Contour labeling entries:
= = = = = = =

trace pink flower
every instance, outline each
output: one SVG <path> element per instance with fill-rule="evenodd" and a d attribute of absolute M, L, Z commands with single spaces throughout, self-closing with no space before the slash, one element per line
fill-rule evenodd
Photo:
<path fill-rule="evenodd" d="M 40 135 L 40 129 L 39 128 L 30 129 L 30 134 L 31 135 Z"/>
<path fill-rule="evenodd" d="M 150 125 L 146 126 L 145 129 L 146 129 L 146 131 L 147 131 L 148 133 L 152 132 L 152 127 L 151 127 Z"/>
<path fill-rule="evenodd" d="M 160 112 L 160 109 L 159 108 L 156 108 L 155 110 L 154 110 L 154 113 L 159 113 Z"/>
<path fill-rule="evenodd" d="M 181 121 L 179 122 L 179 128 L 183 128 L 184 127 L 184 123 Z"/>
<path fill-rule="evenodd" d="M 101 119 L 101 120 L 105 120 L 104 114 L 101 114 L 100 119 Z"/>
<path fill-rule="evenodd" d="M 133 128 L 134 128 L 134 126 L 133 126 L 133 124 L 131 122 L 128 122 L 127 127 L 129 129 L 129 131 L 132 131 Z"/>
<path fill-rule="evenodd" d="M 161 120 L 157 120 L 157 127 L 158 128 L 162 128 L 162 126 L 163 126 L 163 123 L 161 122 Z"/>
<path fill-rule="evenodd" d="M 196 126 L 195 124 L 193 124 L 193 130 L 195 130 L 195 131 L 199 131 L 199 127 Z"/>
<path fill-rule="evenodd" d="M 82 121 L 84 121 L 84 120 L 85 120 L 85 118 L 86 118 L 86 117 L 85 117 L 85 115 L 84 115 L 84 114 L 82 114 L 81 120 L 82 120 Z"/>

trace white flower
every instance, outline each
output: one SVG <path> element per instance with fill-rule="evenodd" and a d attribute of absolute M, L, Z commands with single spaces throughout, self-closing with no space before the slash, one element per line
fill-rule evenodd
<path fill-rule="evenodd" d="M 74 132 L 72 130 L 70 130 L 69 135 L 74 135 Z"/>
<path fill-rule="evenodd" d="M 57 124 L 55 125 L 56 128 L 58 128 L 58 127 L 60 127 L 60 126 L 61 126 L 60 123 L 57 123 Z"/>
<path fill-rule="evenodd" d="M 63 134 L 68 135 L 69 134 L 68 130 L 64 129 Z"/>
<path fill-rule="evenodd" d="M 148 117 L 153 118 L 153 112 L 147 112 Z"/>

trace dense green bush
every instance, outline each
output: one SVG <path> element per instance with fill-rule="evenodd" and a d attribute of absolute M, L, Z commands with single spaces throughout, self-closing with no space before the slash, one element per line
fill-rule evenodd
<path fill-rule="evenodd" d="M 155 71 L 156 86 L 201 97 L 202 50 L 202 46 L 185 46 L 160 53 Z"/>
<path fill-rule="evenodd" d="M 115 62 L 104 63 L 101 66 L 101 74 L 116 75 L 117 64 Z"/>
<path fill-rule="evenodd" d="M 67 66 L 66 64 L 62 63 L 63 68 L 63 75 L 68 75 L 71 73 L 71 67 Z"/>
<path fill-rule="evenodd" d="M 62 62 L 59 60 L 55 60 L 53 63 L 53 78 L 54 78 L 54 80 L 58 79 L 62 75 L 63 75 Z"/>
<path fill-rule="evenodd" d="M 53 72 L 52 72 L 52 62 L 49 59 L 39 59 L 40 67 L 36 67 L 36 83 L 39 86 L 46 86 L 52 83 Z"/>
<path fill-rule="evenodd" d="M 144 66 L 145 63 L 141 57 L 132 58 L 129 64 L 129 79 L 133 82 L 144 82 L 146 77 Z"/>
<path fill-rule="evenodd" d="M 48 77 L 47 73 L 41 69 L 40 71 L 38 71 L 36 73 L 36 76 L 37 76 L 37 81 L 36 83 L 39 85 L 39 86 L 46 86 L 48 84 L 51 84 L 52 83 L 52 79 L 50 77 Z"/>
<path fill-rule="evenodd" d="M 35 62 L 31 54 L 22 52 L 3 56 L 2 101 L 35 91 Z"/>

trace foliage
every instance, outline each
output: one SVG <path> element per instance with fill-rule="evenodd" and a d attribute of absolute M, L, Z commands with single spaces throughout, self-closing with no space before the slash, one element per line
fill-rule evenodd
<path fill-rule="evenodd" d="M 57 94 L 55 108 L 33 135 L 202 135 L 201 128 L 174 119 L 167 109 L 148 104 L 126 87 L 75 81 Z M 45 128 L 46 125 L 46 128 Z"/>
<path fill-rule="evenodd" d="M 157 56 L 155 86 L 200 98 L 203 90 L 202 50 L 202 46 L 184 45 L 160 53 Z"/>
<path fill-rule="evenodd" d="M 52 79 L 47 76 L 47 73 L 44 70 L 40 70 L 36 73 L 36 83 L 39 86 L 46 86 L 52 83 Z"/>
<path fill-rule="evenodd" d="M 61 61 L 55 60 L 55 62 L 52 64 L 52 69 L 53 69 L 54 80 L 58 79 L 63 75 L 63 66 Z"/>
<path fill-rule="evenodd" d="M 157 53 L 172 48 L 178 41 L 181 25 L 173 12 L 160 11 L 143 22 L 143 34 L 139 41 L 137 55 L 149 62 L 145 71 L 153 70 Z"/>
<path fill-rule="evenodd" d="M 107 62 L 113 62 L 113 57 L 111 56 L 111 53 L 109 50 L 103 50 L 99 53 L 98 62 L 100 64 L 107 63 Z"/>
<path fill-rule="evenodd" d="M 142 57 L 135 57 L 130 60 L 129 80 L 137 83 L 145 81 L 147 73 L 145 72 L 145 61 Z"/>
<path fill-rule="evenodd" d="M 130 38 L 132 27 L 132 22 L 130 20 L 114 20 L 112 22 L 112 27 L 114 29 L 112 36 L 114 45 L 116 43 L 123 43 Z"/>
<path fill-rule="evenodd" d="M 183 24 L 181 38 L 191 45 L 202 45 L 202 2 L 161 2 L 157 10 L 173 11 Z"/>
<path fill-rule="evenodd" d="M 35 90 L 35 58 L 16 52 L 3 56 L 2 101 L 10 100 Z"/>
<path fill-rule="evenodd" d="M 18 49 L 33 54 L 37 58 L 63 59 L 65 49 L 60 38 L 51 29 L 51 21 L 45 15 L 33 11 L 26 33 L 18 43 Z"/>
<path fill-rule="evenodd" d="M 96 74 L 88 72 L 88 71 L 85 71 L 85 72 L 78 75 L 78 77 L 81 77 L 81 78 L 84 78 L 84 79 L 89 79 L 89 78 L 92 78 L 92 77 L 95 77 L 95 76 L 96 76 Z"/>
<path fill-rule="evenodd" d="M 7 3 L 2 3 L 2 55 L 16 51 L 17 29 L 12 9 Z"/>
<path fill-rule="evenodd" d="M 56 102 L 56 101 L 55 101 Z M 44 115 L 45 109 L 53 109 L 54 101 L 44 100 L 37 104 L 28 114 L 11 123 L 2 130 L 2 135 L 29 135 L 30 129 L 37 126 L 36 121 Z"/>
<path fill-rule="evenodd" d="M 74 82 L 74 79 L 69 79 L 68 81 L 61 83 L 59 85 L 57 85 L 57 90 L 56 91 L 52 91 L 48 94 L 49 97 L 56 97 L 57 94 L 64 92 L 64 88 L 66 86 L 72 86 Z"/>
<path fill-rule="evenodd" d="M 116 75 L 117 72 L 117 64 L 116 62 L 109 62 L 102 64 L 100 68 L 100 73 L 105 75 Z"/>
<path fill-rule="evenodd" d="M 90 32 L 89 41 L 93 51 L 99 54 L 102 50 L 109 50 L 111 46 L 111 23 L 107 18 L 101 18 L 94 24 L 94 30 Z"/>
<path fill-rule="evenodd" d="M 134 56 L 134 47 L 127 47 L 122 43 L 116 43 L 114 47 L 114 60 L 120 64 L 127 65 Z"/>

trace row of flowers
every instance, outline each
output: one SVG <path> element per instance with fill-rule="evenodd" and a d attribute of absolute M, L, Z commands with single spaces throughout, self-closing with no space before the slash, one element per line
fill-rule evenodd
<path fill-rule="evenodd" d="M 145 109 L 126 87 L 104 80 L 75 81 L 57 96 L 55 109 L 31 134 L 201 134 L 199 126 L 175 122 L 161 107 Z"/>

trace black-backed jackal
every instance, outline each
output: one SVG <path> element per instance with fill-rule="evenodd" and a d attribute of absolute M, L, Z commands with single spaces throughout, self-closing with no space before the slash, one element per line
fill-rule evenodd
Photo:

= = = = = = =

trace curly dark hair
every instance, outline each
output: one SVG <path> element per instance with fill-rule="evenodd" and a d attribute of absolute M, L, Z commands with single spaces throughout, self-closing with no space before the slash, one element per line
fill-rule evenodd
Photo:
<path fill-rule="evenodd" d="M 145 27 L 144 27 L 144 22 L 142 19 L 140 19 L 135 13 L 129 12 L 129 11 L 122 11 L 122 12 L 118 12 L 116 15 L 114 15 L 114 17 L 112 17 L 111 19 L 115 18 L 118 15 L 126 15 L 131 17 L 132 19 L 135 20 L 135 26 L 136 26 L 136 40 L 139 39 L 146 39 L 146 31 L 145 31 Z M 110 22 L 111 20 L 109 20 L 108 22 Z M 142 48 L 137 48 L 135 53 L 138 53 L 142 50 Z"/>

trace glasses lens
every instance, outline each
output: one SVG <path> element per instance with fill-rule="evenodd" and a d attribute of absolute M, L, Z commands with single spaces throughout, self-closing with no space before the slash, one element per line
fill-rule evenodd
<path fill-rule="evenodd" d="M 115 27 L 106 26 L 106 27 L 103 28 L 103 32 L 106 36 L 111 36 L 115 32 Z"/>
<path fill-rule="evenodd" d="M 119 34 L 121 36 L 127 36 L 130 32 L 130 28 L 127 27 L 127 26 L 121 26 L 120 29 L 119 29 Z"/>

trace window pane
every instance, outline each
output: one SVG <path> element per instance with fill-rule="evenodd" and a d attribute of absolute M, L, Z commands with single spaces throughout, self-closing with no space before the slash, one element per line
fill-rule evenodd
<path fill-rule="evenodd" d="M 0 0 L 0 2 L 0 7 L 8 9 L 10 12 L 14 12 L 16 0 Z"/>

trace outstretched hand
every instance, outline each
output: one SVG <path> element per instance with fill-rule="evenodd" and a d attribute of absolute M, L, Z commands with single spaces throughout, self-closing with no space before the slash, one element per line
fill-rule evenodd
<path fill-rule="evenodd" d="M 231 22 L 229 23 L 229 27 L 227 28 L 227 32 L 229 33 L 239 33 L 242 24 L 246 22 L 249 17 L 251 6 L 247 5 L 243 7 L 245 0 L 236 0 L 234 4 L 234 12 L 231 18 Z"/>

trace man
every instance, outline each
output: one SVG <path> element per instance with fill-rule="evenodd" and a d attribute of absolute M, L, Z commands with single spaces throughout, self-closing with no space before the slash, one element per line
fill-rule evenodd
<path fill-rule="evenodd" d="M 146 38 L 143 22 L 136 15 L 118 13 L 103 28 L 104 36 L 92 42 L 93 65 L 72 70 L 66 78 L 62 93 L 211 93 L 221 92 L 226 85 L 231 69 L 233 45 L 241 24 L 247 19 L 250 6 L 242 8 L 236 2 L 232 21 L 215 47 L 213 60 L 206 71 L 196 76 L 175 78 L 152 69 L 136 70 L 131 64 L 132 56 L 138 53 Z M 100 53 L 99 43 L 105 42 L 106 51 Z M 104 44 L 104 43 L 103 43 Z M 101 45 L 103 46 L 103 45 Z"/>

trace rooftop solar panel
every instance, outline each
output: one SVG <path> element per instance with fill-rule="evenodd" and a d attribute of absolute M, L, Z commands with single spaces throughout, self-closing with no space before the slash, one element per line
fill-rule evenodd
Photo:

= = = = = = =

WHAT YOU HAVE TO DO: Output the records in the stretch from the line containing "trace pink flower" through the line containing "161 120 L 157" as a two-column CSV with the columns instruction and outlines. Write one row for each request, with its text and its answer each in a single quoted field and line breaks replaced by spaces.

WRITTEN RESPONSE:
instruction,outlines
"trace pink flower every instance, outline each output: one SVG <path> element per instance with fill-rule=""evenodd"" and a d attribute of absolute M, L, Z commands with single spaces throughout, self-closing with no space before the slash, one element per line fill-rule evenodd Photo:","<path fill-rule=""evenodd"" d=""M 40 135 L 40 129 L 39 128 L 30 129 L 30 134 L 31 135 Z""/> <path fill-rule=""evenodd"" d=""M 150 125 L 146 126 L 145 129 L 146 129 L 146 131 L 147 131 L 148 133 L 152 132 L 152 127 L 151 127 Z""/> <path fill-rule=""evenodd"" d=""M 160 112 L 160 109 L 159 108 L 156 108 L 155 110 L 154 110 L 154 113 L 159 113 Z""/> <path fill-rule=""evenodd"" d=""M 181 121 L 179 122 L 179 128 L 183 128 L 184 127 L 184 123 Z""/> <path fill-rule=""evenodd"" d=""M 101 119 L 101 120 L 105 120 L 104 114 L 101 114 L 100 119 Z""/> <path fill-rule=""evenodd"" d=""M 133 128 L 134 128 L 134 126 L 133 126 L 133 124 L 131 122 L 128 122 L 127 127 L 129 129 L 129 131 L 132 131 Z""/> <path fill-rule=""evenodd"" d=""M 161 120 L 157 120 L 157 127 L 158 128 L 162 128 L 162 126 L 163 126 L 163 123 L 161 122 Z""/>"